* Start EXERCISE INPUTS *

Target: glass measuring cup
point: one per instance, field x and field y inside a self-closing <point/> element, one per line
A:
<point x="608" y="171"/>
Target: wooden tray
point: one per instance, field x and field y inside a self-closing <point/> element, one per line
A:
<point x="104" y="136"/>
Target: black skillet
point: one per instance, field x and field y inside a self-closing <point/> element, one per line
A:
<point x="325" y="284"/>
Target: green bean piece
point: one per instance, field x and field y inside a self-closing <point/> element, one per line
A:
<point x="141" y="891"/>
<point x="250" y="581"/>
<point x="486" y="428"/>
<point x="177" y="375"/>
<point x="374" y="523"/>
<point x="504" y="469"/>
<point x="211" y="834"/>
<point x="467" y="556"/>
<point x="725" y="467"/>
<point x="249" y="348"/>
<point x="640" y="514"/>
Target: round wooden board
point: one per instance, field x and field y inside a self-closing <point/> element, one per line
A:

* End EXERCISE INPUTS *
* Start EXERCISE INPUTS *

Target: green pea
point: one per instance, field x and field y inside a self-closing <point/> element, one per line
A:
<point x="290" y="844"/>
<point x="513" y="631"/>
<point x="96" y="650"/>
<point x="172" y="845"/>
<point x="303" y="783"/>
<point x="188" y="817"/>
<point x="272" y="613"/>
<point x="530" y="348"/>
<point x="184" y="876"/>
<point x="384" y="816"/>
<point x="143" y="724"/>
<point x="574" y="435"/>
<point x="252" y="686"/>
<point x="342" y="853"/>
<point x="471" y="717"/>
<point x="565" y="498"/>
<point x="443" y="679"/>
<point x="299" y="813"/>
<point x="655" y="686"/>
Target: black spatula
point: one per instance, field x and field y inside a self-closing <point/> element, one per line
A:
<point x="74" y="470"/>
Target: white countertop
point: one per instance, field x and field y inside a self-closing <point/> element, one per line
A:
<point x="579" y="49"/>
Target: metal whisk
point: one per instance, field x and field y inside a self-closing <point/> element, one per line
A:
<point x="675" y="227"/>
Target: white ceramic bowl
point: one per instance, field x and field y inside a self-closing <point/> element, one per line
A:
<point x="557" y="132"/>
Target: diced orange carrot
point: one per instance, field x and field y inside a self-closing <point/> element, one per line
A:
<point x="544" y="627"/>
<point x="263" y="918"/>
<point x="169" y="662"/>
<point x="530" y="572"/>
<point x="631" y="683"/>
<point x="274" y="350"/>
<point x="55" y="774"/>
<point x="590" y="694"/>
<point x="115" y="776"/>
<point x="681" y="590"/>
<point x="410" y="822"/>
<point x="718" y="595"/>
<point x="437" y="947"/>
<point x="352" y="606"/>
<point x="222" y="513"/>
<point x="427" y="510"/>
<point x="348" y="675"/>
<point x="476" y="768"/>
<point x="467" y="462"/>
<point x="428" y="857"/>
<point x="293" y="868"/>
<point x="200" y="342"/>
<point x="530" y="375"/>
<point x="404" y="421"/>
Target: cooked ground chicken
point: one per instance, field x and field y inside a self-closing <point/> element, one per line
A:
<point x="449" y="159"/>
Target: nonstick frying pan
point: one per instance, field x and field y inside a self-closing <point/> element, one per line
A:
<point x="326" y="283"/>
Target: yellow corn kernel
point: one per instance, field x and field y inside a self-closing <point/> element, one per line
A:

* End EXERCISE INPUTS *

YOUR OBJECTIVE :: Show each line of the records that contains the word "white", counting only matches with the same capitalization.

WORKED SOLUTION ::
Target: white countertop
Target: white ceramic bowl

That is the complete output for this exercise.